(Excerpts from point annotation data)
-*-*-

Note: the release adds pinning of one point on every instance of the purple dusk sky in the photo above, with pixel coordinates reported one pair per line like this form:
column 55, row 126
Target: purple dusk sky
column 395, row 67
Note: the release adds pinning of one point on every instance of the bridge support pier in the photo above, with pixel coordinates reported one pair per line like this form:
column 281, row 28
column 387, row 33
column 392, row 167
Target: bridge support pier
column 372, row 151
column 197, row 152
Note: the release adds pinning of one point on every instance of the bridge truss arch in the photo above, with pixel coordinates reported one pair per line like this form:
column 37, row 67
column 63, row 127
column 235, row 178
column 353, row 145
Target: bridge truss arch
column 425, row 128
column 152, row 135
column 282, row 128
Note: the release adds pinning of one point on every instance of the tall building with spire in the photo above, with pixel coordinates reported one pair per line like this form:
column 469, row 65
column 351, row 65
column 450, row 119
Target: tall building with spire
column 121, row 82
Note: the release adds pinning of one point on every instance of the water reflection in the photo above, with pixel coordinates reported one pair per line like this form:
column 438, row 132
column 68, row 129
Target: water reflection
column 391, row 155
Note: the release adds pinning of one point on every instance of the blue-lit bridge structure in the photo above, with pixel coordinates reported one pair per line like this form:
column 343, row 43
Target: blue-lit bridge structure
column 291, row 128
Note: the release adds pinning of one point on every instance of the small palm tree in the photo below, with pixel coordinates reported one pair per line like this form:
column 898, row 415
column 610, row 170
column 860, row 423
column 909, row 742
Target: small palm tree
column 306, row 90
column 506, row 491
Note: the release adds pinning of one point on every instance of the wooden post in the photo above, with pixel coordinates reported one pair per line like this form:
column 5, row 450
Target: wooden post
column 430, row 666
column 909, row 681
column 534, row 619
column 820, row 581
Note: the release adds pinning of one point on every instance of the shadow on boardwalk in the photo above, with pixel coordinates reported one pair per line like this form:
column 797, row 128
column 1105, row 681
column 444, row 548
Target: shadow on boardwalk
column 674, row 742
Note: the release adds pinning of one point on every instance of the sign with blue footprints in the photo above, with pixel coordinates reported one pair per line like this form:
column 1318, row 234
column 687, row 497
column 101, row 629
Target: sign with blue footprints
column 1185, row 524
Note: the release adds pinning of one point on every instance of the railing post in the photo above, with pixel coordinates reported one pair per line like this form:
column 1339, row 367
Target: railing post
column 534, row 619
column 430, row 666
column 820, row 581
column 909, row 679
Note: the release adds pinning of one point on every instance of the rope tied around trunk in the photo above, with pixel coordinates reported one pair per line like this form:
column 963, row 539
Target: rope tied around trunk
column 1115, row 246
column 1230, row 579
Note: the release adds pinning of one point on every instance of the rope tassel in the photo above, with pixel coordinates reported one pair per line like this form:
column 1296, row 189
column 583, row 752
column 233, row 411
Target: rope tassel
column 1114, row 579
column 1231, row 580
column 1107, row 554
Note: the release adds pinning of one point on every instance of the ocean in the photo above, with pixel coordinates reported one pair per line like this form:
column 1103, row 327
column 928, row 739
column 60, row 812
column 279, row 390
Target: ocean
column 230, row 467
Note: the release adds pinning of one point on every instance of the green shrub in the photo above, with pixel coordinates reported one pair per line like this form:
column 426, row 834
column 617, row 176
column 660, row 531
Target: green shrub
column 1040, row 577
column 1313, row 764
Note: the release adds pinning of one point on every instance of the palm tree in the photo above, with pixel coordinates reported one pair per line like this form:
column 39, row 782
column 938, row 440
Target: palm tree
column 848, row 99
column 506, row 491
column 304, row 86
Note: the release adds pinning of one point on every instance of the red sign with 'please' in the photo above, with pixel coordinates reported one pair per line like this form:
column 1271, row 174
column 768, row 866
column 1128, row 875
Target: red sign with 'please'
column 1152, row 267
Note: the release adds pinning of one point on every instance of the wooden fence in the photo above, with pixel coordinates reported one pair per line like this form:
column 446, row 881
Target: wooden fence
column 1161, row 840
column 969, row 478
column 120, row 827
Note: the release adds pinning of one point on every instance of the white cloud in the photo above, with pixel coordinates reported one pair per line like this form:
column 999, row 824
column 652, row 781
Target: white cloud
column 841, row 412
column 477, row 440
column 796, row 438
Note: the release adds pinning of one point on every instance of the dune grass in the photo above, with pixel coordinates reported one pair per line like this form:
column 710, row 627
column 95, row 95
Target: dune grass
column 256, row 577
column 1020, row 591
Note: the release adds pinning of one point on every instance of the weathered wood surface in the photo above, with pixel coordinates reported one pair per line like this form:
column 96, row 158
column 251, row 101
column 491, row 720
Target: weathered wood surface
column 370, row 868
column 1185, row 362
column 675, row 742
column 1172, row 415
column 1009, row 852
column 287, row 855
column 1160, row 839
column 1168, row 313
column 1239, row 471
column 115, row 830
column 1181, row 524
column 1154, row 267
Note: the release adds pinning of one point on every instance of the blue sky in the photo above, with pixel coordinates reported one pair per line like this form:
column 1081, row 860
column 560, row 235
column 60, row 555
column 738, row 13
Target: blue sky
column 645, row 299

-*-*-

Task: Convert each line of the entries above into a JSON array of strings, one string per line and no blank lines.

Solved problem:
[
  "Note: the release adds pinning of one point on every instance of the purple dusk sky in the photo above, with pixel coordinates reported one pair per line like this form:",
  "column 55, row 126",
  "Target: purple dusk sky",
  "column 395, row 67",
  "Note: the release adds pinning of one point on every instance of the bridge support pier in the photo above, with pixel coordinates reported one pair per line like this form:",
  "column 281, row 28",
  "column 387, row 33",
  "column 392, row 167",
  "Target: bridge support pier",
  "column 372, row 151",
  "column 197, row 152",
  "Note: the release adds pinning of one point on every instance of the bridge truss arch in the photo above, with pixel coordinates reported one pair per line like this form:",
  "column 37, row 67",
  "column 63, row 127",
  "column 235, row 178",
  "column 353, row 145",
  "Target: bridge truss arch",
  "column 425, row 128",
  "column 152, row 135",
  "column 282, row 128",
  "Note: the release adds pinning of one point on every instance of the tall building with spire in the photo above, with pixel coordinates reported one pair per line like this form:",
  "column 469, row 65",
  "column 351, row 65",
  "column 450, row 119",
  "Target: tall building with spire",
  "column 121, row 82",
  "Note: the release adds pinning of one point on every instance of the water reflection in the photo above, with pixel coordinates reported one pair per line like this form:",
  "column 438, row 132",
  "column 68, row 129",
  "Target: water reflection",
  "column 391, row 155",
  "Note: the release adds pinning of one point on every instance of the blue-lit bridge structure in the photo above, with pixel coordinates reported one pair per line like this form:",
  "column 343, row 43",
  "Target: blue-lit bridge structure",
  "column 291, row 128",
  "Note: the release adds pinning of one point on every instance of the small palm tree in the photo below, with pixel coordinates reported one pair per line like this form:",
  "column 898, row 415",
  "column 610, row 170",
  "column 860, row 423",
  "column 909, row 742",
  "Target: small palm tree",
  "column 306, row 90",
  "column 506, row 491",
  "Note: the release adds pinning of one point on every instance of the wooden post in the photo above, with pixel coordinates reported one pair per line like this form:",
  "column 5, row 450",
  "Target: wooden post",
  "column 430, row 666",
  "column 909, row 681",
  "column 534, row 619",
  "column 820, row 581",
  "Note: the release adds pinning of one point on every instance of the shadow on boardwalk in the photo above, with pixel coordinates reported one pair per line like this form:",
  "column 797, row 128",
  "column 1105, row 681",
  "column 444, row 548",
  "Target: shadow on boardwalk",
  "column 674, row 742",
  "Note: the release adds pinning of one point on every instance of the sign with blue footprints in the photo above, with pixel coordinates reported one pair per line like this form:",
  "column 1318, row 234",
  "column 687, row 497",
  "column 101, row 629",
  "Target: sign with blue footprints",
  "column 1185, row 524",
  "Note: the release adds pinning of one point on every instance of the railing post in the photo above, with pixel coordinates reported one pair per line like this form:",
  "column 1339, row 367",
  "Target: railing post",
  "column 534, row 619",
  "column 430, row 666",
  "column 820, row 581",
  "column 909, row 679",
  "Note: the release adds pinning of one point on every instance of the rope tied around trunk in the photo above, with pixel coordinates reported one pair per line like this form:",
  "column 963, row 539",
  "Target: rope tied around trunk",
  "column 1115, row 246",
  "column 1230, row 579",
  "Note: the release adds pinning of one point on every instance of the rope tassel in the photo above, with pixel coordinates reported one pair per line like this form:",
  "column 1296, row 189",
  "column 583, row 752",
  "column 233, row 411",
  "Target: rope tassel",
  "column 1114, row 579",
  "column 1231, row 580",
  "column 1107, row 554",
  "Note: the release adds pinning of one point on every instance of the ocean in the photo above, with pixel coordinates reported one pair per line like this form:",
  "column 1103, row 327",
  "column 928, row 739",
  "column 60, row 812",
  "column 279, row 390",
  "Target: ocean",
  "column 230, row 467",
  "Note: the release adds pinning of one point on every instance of the green shrub in the photo above, with pixel coordinates reported one pair per line like this form:",
  "column 426, row 834",
  "column 617, row 176",
  "column 660, row 531",
  "Target: green shrub",
  "column 1040, row 577",
  "column 1313, row 764",
  "Note: the release adds pinning of one point on every instance of the palm tree in the photo above, with pixel coordinates reported one pair per line like this form:",
  "column 39, row 782",
  "column 938, row 440",
  "Target: palm tree",
  "column 848, row 99",
  "column 506, row 491",
  "column 304, row 86",
  "Note: the release adds pinning of one point on every instance of the red sign with 'please' in the photo above, with pixel coordinates reported one pair per line like this form:",
  "column 1271, row 174",
  "column 768, row 866",
  "column 1128, row 875",
  "Target: red sign with 'please'",
  "column 1152, row 267",
  "Note: the release adds pinning of one point on every instance of the wooden fence in the photo above, with pixel coordinates reported one pair per line like this form:",
  "column 446, row 881",
  "Target: wooden fence",
  "column 1161, row 840",
  "column 969, row 478",
  "column 120, row 827",
  "Note: the release adds pinning of one point on every instance of the white cloud in the photo above, with pixel coordinates reported one pair per line like this form:",
  "column 999, row 824",
  "column 652, row 781",
  "Target: white cloud",
  "column 841, row 412",
  "column 477, row 440",
  "column 796, row 438",
  "Note: the release adds pinning of one point on every instance of the dune grass in the photo above, with pixel coordinates reported one pair per line like this form:",
  "column 710, row 627",
  "column 95, row 95",
  "Target: dune grass",
  "column 256, row 577",
  "column 1020, row 591",
  "Note: the release adds pinning of one point on every instance of the weathered wood surface in the photo above, with pixel coordinates reported one pair per line like this form:",
  "column 96, row 158",
  "column 251, row 101",
  "column 491, row 720",
  "Target: weathered wood surface",
  "column 370, row 868",
  "column 1185, row 362",
  "column 675, row 742",
  "column 1172, row 415",
  "column 1009, row 852",
  "column 287, row 855",
  "column 1160, row 839",
  "column 1168, row 313",
  "column 1239, row 471",
  "column 115, row 830",
  "column 1181, row 524",
  "column 1154, row 267",
  "Note: the release adds pinning of one point on every instance of the blue sky in the photo above, with pixel coordinates reported one pair per line like this form:",
  "column 1081, row 860",
  "column 560, row 235",
  "column 60, row 555",
  "column 738, row 13",
  "Target: blue sky",
  "column 645, row 299"
]